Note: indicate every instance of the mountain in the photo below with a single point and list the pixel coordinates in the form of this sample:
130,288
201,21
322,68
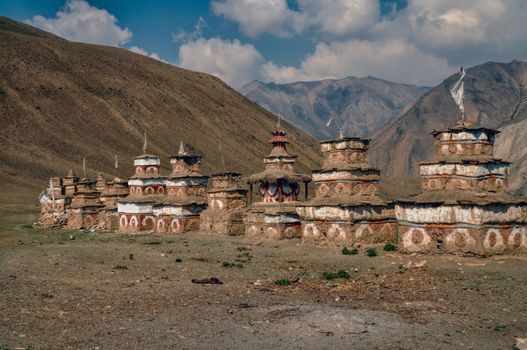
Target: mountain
62,101
495,97
358,105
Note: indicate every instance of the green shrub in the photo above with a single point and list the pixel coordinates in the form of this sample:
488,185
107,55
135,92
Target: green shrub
389,248
333,275
342,273
371,252
329,275
283,282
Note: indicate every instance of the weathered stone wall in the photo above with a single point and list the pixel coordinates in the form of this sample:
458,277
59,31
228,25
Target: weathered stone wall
477,229
272,226
339,233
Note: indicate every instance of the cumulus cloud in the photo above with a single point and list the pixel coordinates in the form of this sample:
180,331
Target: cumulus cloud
143,52
340,16
422,43
79,21
394,60
233,62
256,17
182,36
464,32
275,17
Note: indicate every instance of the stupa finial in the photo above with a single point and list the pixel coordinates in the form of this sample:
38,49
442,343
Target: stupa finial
458,94
181,149
144,144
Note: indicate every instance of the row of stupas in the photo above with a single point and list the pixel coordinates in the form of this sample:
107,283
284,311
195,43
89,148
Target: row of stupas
463,207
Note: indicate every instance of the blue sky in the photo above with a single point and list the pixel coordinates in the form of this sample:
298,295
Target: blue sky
415,41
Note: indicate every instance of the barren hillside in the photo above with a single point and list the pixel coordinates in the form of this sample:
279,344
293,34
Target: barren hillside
61,101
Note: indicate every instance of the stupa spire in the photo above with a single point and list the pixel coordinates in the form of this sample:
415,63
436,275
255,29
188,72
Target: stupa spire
145,144
181,149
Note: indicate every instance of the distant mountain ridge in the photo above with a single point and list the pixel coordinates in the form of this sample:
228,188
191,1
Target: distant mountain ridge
495,97
356,105
62,101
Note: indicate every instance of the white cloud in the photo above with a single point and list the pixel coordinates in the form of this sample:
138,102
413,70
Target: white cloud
340,16
275,17
463,32
233,62
393,60
183,36
79,21
143,52
256,16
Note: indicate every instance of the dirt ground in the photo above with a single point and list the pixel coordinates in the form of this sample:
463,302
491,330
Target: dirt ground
83,290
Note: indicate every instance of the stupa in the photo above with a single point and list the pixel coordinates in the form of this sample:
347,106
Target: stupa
227,202
347,207
275,215
464,206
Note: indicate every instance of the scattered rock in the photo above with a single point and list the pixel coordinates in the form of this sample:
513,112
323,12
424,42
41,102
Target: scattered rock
521,343
212,280
420,264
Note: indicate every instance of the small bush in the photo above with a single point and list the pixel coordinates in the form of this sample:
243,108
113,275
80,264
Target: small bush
352,251
283,282
153,242
371,252
389,248
343,274
329,275
333,275
228,265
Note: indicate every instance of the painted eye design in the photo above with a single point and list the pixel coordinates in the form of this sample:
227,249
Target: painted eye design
296,188
273,187
263,189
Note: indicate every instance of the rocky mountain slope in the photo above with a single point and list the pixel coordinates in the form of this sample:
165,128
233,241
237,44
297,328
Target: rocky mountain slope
495,97
357,105
61,102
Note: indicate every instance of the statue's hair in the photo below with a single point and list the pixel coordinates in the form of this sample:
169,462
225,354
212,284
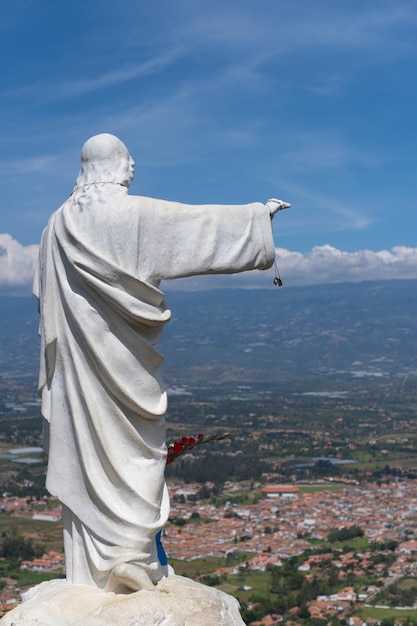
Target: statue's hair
104,159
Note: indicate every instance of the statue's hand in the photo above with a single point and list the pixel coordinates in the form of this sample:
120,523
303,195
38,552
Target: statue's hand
275,205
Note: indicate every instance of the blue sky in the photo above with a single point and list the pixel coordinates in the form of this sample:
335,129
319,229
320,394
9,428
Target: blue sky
228,102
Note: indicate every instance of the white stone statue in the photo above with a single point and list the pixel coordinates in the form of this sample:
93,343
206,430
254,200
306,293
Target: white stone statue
102,257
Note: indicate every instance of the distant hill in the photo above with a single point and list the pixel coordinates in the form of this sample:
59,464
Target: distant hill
354,329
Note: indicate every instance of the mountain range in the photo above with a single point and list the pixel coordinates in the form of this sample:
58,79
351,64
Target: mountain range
366,329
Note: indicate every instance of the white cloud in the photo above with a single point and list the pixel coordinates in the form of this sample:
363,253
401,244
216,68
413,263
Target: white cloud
17,265
323,264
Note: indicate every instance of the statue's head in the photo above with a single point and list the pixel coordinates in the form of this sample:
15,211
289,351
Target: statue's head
105,159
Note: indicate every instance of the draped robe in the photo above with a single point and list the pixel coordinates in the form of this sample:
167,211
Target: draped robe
102,257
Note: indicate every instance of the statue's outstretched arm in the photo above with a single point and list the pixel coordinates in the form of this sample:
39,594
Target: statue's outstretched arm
275,205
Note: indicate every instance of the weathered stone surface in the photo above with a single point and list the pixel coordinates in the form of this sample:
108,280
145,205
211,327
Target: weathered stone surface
175,601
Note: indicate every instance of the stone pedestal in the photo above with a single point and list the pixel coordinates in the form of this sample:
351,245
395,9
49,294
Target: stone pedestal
175,601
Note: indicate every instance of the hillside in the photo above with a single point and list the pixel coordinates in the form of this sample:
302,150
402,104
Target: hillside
350,330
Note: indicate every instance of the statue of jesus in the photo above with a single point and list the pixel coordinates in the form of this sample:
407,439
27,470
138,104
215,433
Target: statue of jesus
102,257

### ACTIVITY:
Among the lines of the data, find every one that holds "below" and copy it.

### SOLUTION FOR THIS EXERCISE:
Note: indicate every instance of the mountain in the photo below with a single point and list the pixel coordinates in the form of this sample:
Note: indicate every instance of the statue's hair in the photo below with a single point and list the pixel coordinates in the form of this sample:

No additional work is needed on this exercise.